╔══

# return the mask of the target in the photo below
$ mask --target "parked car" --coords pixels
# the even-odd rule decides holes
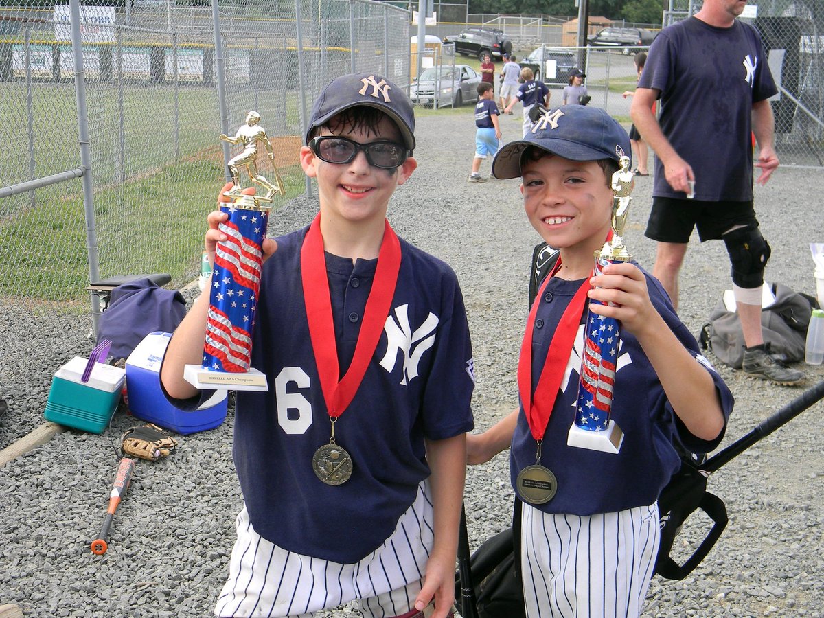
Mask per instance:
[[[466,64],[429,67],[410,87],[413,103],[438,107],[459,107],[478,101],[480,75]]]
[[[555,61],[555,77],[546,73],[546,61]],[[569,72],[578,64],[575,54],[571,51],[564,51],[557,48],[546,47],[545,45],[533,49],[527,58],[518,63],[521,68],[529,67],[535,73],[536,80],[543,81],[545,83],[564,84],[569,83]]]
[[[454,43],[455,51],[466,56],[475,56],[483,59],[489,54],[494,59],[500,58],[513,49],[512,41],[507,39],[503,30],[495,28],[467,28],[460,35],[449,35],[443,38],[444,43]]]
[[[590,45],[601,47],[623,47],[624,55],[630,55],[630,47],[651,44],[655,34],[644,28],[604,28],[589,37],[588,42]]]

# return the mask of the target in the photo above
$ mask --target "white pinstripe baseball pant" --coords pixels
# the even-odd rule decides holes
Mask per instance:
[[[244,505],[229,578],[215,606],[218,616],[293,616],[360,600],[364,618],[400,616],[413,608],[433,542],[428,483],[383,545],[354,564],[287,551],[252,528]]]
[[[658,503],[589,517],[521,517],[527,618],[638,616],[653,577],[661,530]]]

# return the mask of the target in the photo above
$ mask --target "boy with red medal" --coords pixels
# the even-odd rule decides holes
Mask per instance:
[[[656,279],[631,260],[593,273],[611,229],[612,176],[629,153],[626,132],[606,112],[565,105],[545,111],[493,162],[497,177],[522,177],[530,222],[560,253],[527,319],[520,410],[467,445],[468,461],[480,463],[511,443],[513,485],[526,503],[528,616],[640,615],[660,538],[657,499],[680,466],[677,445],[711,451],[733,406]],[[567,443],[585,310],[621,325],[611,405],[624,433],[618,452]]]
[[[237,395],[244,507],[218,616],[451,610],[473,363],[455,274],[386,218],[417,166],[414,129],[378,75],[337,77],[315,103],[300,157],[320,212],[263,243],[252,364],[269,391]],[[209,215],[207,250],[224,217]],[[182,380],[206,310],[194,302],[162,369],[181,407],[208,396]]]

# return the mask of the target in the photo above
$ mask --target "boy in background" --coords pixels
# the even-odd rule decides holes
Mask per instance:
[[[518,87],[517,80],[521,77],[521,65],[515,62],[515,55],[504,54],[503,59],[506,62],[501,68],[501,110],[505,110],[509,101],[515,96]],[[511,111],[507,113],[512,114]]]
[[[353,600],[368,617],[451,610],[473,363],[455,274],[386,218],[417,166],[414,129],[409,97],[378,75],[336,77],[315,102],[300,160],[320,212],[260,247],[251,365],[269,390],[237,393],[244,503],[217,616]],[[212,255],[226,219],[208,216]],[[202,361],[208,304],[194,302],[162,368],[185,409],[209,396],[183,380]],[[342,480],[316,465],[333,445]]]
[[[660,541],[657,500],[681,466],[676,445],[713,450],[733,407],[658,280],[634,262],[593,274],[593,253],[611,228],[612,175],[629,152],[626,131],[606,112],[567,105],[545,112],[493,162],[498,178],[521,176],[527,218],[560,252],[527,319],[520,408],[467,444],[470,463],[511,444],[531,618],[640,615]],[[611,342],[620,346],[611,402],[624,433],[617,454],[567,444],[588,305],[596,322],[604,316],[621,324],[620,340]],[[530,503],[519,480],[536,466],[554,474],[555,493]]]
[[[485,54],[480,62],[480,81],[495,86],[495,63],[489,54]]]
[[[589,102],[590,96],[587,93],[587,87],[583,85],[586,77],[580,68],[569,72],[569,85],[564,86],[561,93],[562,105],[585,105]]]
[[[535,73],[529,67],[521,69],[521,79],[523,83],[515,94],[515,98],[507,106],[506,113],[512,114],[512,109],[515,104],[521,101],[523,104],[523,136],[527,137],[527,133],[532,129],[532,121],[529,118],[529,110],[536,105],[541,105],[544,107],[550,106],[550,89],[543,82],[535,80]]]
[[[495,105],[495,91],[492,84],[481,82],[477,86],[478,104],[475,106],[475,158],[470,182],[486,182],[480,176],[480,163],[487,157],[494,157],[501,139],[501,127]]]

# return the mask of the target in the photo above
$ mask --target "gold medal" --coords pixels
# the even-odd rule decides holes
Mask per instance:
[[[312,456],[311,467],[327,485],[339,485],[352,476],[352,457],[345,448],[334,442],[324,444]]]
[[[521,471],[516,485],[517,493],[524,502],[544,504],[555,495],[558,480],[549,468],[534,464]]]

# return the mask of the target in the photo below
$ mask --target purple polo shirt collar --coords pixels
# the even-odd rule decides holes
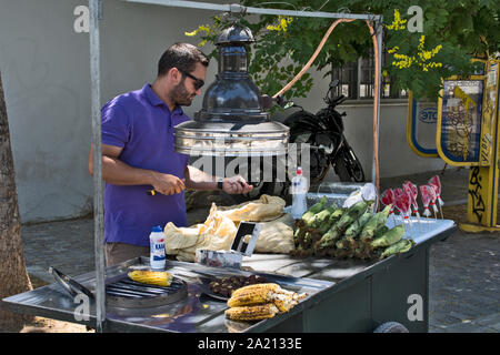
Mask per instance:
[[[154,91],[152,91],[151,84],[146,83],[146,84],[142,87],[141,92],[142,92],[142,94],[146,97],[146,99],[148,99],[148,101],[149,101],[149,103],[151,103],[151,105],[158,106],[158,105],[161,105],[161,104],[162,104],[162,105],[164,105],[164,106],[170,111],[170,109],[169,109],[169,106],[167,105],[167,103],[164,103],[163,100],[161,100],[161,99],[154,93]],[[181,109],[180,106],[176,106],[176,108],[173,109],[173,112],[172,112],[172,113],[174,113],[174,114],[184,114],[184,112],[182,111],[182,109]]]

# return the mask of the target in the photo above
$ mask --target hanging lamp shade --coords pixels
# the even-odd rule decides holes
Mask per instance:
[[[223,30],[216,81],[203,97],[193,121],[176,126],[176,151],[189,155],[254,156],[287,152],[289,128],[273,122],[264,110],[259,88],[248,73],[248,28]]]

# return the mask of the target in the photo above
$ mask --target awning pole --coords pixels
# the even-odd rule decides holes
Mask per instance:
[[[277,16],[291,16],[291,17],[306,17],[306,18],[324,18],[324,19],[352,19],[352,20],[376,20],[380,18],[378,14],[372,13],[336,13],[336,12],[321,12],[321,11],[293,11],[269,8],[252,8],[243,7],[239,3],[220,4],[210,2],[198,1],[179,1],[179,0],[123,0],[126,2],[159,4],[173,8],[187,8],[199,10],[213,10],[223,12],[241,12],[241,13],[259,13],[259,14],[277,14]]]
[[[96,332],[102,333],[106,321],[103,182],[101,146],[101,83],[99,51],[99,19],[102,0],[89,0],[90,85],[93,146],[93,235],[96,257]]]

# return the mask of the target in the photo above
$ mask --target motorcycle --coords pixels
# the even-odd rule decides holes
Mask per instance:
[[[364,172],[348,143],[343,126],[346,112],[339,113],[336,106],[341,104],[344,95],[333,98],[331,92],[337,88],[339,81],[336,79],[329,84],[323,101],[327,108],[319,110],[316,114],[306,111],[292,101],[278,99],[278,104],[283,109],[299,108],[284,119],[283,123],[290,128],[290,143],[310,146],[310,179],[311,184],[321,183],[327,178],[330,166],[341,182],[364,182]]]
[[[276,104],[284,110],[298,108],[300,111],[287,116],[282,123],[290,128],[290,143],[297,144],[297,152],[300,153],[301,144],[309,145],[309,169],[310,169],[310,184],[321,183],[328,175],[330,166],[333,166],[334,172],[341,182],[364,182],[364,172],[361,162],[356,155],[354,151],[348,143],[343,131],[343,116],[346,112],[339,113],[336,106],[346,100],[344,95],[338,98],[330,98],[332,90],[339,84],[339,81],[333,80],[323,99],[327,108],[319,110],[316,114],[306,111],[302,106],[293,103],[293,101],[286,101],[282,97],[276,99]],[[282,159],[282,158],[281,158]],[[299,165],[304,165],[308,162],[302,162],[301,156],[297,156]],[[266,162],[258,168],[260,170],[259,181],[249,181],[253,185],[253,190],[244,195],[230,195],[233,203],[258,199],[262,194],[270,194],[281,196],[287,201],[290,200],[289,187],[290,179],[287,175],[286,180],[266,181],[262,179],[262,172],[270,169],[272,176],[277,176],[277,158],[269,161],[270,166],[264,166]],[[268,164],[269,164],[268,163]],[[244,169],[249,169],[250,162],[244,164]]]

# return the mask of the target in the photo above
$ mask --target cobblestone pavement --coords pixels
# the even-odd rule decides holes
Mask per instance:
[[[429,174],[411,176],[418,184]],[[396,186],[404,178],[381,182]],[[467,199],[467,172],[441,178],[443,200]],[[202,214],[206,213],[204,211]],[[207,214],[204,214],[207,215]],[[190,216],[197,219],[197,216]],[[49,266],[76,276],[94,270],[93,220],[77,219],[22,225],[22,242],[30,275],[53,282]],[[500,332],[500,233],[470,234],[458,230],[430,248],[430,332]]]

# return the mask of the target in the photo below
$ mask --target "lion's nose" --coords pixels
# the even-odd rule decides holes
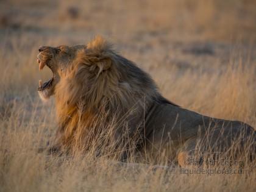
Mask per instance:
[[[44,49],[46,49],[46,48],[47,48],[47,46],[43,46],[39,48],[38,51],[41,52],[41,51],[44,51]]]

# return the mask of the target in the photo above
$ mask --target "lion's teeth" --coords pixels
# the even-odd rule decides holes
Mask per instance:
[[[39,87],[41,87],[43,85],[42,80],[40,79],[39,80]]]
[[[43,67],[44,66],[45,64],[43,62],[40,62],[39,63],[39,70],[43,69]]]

╚══

§ TASK REQUIREMENTS
Find every line in the records that contains the string "lion", and copy each of those lines in full.

§ THE RESPONSE
$ mask --target "lion's nose" --coords pixels
$ mask --target "lion's teeth" --coords pixels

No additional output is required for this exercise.